# [Text passage]
※ ※ ※

“We have a little problem with our entry sequence, so we may experience some slight turbulence and then—explode.” —Capt. Malcolm Reynolds, “Serenity,” Universal, 2005
The problem with all the TV research reports is that they think the singular family unit/household overflows with consensus, harmony, and perfect equality. You know, the family is through with dinner, helps each other clean up/put things away, moves to the family/living room, dad takes the remote, picks a show, and everyone spends the evening being entertained.
A recent Future Today study came to that conclusion. In its study, 94% of parents with younger children increased their co-viewing more because it helps them connect as a family and enables parents to monitor what content their kids consume. The family makes the entertainment decisions together about what and when they want to watch specific content. That is so Norman Rockwell! Or was that only on TV?
We have four individuals in our house. Everyone has a different idea of what to watch, when to watch it, where to watch it, and how to watch it. Sometimes, we go into the family room together and mom grabs the remote and picks the evening’s entertainment. Bam! Daughter goes to her room to watch stuff on her iPhone—YouTube, TikTok, whatever. Son flees to his room to play multiplayer games, watch sci-fi/horror flicks.

※ ※ ※

# [Excerpted data]

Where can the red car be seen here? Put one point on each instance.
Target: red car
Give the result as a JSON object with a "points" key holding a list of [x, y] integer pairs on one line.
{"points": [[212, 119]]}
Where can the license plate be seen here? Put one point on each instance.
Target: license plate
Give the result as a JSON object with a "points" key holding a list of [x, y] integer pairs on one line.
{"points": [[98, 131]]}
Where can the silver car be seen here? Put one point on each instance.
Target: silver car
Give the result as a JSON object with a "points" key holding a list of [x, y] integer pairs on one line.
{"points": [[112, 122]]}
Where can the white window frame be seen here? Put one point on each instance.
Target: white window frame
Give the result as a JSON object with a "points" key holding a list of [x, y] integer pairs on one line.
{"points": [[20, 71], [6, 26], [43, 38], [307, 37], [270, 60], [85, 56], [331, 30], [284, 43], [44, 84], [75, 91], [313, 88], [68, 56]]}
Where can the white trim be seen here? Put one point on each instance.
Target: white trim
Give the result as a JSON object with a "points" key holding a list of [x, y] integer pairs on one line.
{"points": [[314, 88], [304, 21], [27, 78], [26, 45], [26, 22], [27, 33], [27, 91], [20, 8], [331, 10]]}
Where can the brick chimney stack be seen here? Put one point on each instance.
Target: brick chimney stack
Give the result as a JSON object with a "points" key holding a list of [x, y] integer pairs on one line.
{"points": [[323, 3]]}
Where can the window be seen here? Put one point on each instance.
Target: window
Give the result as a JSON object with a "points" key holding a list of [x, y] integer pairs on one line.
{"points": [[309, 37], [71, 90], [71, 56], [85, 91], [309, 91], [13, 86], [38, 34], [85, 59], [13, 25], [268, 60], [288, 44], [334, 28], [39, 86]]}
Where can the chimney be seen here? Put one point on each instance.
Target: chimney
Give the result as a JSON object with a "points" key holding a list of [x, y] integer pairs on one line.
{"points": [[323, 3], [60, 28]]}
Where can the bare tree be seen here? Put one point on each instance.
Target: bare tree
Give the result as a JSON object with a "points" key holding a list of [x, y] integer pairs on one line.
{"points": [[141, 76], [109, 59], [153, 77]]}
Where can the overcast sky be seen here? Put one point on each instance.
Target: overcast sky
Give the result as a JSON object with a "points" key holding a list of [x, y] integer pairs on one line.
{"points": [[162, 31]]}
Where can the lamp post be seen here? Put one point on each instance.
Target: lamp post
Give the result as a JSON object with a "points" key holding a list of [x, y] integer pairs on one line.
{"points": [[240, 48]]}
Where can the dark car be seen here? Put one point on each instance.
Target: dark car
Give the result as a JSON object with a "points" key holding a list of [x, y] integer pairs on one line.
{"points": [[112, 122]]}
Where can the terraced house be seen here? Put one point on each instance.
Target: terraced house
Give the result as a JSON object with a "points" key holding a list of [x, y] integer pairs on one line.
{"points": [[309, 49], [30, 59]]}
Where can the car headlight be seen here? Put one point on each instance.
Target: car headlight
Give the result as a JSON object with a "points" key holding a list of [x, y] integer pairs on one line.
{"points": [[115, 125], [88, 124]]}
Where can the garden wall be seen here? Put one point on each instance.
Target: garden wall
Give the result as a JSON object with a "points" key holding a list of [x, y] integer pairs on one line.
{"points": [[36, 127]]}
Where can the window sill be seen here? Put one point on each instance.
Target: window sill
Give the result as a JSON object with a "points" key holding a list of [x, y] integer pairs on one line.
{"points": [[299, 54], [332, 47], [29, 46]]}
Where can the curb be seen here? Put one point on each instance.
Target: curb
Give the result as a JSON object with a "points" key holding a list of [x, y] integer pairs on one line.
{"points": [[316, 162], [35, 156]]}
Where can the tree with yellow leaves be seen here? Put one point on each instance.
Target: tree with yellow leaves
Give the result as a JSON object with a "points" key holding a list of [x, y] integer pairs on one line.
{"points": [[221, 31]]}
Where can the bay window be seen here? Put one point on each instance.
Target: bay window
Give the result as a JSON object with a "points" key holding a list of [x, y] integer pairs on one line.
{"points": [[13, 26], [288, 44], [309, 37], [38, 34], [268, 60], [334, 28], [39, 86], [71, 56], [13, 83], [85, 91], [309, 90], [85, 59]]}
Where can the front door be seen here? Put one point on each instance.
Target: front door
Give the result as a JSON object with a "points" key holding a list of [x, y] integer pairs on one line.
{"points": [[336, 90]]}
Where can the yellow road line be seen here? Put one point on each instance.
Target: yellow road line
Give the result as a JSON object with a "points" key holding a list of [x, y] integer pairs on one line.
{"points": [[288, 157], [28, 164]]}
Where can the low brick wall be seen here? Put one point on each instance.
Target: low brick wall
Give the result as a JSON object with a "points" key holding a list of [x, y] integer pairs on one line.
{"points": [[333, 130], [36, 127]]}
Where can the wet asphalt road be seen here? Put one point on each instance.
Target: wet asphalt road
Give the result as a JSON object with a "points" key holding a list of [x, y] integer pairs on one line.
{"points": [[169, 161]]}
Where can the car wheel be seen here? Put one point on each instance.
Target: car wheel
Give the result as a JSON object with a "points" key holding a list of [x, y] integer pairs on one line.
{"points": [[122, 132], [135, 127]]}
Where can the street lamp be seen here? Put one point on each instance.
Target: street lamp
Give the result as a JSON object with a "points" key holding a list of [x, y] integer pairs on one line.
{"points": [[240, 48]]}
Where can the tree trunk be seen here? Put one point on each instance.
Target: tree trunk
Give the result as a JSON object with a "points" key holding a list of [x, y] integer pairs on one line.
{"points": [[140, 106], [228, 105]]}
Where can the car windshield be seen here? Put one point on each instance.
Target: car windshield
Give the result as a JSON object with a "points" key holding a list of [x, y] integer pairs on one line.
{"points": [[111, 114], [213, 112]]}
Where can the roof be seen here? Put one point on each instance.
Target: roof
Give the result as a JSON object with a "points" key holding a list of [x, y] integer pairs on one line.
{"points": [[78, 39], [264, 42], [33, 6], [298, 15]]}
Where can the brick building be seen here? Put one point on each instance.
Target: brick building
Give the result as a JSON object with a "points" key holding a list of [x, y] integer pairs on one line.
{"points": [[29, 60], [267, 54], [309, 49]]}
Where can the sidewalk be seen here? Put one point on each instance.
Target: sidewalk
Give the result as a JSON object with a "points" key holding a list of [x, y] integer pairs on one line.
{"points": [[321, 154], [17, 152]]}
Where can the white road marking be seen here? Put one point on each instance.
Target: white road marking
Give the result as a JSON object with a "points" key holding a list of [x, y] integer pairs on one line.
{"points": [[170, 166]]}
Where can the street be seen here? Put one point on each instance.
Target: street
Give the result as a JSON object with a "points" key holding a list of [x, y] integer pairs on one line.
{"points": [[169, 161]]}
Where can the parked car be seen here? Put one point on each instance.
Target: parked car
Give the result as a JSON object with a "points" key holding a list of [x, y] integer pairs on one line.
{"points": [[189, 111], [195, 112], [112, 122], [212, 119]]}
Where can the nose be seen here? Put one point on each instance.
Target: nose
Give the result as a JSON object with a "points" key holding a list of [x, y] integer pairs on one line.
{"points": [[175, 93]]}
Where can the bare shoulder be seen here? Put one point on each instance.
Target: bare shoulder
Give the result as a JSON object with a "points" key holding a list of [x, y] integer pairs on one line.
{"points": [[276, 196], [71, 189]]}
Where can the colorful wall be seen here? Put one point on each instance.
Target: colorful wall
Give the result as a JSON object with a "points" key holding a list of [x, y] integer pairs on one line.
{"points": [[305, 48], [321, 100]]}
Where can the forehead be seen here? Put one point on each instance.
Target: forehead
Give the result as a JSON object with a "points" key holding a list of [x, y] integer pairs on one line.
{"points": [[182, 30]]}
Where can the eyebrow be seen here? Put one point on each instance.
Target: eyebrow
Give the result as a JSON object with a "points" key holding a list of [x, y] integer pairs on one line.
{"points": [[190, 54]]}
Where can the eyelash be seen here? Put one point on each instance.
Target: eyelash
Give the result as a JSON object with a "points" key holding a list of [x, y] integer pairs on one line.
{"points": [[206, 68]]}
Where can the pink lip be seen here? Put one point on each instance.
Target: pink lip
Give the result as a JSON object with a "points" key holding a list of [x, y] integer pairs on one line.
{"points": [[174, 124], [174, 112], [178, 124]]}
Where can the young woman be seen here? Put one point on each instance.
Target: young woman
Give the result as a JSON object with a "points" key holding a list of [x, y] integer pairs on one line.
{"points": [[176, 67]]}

※ ※ ※

# [Written request]
Write out the passage on family TV viewing above word for word, from the opening quotation through the last sentence.

# [Reply]
“We have a little problem with our entry sequence, so we may experience some slight turbulence and then—explode.” —Capt. Malcolm Reynolds, “Serenity,” Universal, 2005
The problem with all the TV research reports is that they think the singular family unit/household overflows with consensus, harmony, and perfect equality. You know, the family is through with dinner, helps each other clean up/put things away, moves to the family/living room, dad takes the remote, picks a show, and everyone spends the evening being entertained.
A recent Future Today study came to that conclusion. In its study, 94% of parents with younger children increased their co-viewing more because it helps them connect as a family and enables parents to monitor what content their kids consume. The family makes the entertainment decisions together about what and when they want to watch specific content. That is so Norman Rockwell! Or was that only on TV?
We have four individuals in our house. Everyone has a different idea of what to watch, when to watch it, where to watch it, and how to watch it. Sometimes, we go into the family room together and mom grabs the remote and picks the evening’s entertainment. Bam! Daughter goes to her room to watch stuff on her iPhone—YouTube, TikTok, whatever. Son flees to his room to play multiplayer games, watch sci-fi/horror flicks.